- PROBLEM REQUIREMENTS: Find the line containing "[pin] beige suit jacket -- one per line", then output it and every line after it through the end of the listing below, exactly as written.

─── SOURCE MATERIAL

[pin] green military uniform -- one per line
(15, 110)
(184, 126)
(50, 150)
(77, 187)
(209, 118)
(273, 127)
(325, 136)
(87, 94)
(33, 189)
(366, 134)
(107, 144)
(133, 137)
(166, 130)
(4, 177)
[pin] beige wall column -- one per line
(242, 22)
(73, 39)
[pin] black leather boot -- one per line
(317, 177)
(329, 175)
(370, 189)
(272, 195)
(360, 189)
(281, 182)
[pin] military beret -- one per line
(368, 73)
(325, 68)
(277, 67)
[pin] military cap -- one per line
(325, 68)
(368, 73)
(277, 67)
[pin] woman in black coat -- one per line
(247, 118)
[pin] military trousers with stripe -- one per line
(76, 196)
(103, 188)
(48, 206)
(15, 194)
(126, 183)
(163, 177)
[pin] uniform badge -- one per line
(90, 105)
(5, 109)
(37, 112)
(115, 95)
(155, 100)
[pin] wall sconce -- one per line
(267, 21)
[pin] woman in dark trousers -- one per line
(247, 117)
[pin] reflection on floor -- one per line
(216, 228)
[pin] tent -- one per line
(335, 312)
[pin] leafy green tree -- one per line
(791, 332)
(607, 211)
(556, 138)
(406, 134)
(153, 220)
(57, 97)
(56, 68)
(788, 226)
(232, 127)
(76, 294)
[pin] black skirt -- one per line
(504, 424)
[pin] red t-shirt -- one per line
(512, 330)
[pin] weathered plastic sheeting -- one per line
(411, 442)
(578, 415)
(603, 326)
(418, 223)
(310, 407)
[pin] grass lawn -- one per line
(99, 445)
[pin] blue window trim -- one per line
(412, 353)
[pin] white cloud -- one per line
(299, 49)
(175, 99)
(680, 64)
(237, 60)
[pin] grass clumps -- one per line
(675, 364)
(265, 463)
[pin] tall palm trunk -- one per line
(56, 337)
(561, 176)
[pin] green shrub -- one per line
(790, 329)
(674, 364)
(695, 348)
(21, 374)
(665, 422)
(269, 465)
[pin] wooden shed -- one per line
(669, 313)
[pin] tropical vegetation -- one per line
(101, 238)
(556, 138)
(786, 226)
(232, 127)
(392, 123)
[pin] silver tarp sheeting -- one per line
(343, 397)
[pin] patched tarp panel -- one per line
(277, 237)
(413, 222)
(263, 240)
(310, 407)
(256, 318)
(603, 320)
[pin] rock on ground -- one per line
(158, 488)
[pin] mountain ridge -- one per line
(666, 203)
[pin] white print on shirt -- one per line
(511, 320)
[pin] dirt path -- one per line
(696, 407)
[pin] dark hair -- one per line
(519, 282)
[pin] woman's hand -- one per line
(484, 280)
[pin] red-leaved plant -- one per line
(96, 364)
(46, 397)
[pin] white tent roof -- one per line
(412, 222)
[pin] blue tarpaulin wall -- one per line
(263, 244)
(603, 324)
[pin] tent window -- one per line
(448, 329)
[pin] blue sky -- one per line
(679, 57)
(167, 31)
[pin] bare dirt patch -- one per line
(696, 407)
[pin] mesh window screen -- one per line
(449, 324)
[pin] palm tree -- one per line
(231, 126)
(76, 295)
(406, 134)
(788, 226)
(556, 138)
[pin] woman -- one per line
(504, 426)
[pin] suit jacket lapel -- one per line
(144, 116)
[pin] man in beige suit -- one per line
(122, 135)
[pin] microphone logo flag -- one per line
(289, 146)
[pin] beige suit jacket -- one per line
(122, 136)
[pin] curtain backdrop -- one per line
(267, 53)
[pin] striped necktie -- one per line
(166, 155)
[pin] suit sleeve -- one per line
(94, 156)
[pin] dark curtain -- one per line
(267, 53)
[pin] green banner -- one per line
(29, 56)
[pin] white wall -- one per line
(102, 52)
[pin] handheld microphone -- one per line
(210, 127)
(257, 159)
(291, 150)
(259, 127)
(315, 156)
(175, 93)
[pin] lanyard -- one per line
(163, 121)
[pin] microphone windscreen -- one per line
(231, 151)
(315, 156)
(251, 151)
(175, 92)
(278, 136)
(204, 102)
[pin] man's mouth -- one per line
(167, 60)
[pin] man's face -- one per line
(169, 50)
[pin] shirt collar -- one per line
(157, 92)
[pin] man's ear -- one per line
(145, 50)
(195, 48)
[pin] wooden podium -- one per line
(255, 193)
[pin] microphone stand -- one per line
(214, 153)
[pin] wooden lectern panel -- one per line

──────

- EXERCISE SOLUTION:
[pin] beige suit jacket -- one per line
(122, 136)
[pin] curtain backdrop -- one per line
(267, 53)
[pin] striped necktie -- one per line
(166, 155)
[pin] suit sleeve -- one per line
(94, 156)
[pin] dark curtain -- one per line
(267, 53)
[pin] green banner -- one per line
(29, 56)
[pin] white wall -- one per line
(102, 52)
[pin] handheld microphone -- one per line
(210, 127)
(257, 159)
(291, 150)
(259, 127)
(315, 156)
(175, 93)
[pin] lanyard -- one per line
(163, 121)
[pin] microphone windscreen -- one per line
(231, 151)
(315, 156)
(251, 151)
(175, 92)
(278, 136)
(204, 102)
[pin] man's mouth -- one per line
(167, 60)
[pin] man's face -- one per line
(169, 50)
[pin] shirt collar -- one per line
(157, 92)
[pin] man's ear -- one per line
(145, 50)
(195, 48)
[pin] wooden podium -- one per line
(255, 193)
[pin] microphone stand -- one per line
(214, 153)
[pin] wooden lectern panel -- one per line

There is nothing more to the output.